> **ENTRIES**
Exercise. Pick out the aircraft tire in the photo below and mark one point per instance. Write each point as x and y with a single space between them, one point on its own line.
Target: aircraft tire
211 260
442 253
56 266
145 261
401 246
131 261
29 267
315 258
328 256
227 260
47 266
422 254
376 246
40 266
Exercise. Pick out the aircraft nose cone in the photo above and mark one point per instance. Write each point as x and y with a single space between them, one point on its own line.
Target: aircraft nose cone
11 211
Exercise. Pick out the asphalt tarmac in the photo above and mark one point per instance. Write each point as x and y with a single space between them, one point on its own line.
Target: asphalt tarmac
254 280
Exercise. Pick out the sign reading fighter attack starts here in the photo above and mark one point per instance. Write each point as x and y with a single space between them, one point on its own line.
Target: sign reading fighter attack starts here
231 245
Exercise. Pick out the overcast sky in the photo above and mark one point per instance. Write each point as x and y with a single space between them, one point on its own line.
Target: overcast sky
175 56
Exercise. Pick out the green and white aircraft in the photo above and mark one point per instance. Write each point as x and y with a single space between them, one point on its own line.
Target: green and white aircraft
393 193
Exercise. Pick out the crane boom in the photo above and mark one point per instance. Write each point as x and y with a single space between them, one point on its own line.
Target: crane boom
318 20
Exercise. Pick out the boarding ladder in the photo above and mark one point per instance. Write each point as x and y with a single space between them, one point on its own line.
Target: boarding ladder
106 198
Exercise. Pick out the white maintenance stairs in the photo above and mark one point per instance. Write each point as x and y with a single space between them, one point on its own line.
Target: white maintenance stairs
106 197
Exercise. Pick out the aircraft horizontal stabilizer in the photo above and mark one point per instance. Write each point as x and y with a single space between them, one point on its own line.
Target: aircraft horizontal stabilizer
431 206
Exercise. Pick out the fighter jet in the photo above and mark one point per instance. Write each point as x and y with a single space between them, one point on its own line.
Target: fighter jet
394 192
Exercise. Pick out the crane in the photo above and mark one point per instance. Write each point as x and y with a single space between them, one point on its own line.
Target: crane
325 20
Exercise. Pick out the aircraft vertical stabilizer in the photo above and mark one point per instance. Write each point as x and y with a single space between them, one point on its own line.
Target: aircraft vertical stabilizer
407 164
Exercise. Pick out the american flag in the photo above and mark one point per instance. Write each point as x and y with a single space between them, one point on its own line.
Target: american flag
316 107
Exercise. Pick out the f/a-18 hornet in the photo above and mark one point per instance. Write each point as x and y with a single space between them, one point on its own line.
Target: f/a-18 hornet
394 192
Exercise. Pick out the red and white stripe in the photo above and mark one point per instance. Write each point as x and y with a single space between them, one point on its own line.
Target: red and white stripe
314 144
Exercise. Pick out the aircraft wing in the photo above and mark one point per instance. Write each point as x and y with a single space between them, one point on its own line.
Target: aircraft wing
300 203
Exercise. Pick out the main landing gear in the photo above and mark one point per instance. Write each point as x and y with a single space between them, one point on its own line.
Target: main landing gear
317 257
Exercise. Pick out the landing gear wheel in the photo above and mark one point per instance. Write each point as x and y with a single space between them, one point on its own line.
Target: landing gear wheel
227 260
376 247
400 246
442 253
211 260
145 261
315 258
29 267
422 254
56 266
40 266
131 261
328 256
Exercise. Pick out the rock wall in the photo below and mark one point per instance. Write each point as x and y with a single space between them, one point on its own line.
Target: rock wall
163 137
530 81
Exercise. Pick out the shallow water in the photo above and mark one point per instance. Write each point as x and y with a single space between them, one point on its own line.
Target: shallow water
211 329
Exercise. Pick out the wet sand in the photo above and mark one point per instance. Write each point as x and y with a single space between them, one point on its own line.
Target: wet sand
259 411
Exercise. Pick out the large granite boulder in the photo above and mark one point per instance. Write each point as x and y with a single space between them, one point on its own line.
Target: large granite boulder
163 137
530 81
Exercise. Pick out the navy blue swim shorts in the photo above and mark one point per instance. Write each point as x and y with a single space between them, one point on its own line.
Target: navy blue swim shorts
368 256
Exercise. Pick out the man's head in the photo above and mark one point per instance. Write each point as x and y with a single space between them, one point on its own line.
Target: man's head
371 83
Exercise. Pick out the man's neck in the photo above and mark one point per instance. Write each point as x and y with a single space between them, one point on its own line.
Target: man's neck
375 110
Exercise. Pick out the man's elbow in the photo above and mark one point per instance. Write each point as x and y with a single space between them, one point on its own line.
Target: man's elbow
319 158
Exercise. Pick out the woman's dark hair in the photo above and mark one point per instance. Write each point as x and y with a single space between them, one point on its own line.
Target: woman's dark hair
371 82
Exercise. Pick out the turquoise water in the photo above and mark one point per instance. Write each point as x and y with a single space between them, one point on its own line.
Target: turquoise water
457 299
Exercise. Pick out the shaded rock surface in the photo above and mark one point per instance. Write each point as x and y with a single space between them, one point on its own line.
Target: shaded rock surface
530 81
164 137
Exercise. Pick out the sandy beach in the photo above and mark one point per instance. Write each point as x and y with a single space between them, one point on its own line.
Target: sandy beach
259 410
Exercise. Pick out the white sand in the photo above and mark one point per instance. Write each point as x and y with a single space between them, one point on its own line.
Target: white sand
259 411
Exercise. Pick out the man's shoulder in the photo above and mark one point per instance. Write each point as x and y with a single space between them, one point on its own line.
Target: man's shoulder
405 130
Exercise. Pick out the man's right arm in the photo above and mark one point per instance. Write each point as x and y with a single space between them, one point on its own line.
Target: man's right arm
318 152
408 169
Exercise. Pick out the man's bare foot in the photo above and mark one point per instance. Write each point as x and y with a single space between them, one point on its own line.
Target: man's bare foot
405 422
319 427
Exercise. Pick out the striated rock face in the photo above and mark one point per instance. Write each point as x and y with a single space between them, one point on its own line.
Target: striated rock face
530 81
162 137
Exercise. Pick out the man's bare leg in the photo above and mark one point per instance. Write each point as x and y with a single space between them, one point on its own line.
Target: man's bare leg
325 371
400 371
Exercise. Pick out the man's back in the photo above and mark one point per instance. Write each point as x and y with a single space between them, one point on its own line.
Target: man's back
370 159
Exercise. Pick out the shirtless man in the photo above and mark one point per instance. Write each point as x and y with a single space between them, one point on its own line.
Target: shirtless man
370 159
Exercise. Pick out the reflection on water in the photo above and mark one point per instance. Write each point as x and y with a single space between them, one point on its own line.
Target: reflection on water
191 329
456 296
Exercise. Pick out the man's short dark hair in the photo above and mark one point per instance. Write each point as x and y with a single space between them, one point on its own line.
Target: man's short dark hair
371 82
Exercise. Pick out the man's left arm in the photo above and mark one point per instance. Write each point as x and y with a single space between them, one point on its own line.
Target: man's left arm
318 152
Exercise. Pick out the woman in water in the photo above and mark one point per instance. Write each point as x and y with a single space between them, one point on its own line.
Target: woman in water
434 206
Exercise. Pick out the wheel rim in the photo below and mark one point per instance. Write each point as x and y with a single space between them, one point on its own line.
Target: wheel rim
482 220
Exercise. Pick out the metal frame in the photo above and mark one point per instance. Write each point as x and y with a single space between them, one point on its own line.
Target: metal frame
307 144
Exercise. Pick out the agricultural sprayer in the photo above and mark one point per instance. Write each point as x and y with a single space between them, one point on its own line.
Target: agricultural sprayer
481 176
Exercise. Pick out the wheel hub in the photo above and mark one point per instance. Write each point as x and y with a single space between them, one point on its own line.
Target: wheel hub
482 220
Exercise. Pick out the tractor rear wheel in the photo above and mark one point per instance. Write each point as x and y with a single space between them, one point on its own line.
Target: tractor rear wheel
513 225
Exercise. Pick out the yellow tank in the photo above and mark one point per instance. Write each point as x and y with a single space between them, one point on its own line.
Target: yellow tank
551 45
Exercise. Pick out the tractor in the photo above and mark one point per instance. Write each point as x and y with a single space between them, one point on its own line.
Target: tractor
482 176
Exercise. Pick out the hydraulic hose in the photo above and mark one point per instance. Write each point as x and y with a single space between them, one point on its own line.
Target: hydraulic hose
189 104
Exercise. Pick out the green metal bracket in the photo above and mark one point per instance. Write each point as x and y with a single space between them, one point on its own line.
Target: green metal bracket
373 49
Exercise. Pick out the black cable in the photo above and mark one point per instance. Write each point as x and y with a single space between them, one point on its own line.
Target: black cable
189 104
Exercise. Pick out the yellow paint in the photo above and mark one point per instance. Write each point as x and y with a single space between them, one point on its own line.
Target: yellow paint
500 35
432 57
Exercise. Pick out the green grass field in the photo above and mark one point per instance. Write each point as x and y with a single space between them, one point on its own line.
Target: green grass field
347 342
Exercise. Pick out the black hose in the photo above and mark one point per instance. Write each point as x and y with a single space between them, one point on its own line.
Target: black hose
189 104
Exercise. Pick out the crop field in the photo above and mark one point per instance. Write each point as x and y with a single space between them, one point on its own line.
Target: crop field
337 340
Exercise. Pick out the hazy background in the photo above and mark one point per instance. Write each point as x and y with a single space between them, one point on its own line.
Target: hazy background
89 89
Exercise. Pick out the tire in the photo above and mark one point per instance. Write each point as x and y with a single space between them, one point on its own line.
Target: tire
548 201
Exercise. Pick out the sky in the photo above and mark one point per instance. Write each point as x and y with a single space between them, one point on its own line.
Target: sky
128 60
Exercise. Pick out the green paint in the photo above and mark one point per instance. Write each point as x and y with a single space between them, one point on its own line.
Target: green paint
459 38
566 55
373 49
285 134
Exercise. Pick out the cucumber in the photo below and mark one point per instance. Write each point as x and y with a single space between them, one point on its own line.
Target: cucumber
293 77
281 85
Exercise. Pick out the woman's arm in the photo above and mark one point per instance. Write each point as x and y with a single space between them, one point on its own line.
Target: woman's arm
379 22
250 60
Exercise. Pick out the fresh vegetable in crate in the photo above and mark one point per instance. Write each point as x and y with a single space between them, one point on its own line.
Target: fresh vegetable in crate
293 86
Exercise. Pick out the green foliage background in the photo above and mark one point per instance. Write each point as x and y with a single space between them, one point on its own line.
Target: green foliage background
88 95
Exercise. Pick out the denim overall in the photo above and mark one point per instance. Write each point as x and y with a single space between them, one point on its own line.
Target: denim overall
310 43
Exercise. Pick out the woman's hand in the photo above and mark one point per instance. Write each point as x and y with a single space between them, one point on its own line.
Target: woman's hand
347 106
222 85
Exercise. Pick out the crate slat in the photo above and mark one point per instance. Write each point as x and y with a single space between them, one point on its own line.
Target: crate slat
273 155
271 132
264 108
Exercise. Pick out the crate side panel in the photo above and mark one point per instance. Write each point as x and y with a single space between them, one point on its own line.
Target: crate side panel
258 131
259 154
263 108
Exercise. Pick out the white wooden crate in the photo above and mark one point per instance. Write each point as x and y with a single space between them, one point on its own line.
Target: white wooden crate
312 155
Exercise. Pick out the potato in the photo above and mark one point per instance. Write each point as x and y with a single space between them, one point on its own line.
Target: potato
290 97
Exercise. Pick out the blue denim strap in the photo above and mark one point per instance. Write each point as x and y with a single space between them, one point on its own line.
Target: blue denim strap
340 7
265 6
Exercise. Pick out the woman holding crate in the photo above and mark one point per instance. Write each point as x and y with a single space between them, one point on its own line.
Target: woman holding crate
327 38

> **INSTRUCTION**
Reproduce, word for word, only the lines from the one that contains "Exercise. Pick out the crate slat" through the final line.

> **ANSWER TO THIS PROBLEM**
Exercise. Pick out the crate slat in the photo above and mark one point per instance. Write each point as x and y with a single space between them, one point on its own line.
Target: crate slat
273 155
271 132
264 108
Exercise. Pick out the crate side panel in the photo above and mark one point per instance. Write each point as x and y with a single space between them, one point on its own line.
Target: crate side panel
258 131
259 154
263 108
Exercise. Pick out the white wooden crate in the photo above and mark one point per instance. Write each point as x and y with a single space between them, one point on its own line.
Target: white wooden crate
312 155
Exercise. Pick out the potato in the photo above and mark one point per instance. Write each point as x and y with a single space between them, one point on its own line.
Target: potato
290 97
Exercise. Pick out the blue denim strap in the photo above and mark one point per instance. Write each point as x and y with a single space between them, one point on its own line.
Target: blue denim strap
340 7
265 6
Exercise. Pick out the woman holding crate in the photo above and mark one point per instance. Write each point as x and y with a single space between them, one point on its own line.
Target: woman holding crate
327 38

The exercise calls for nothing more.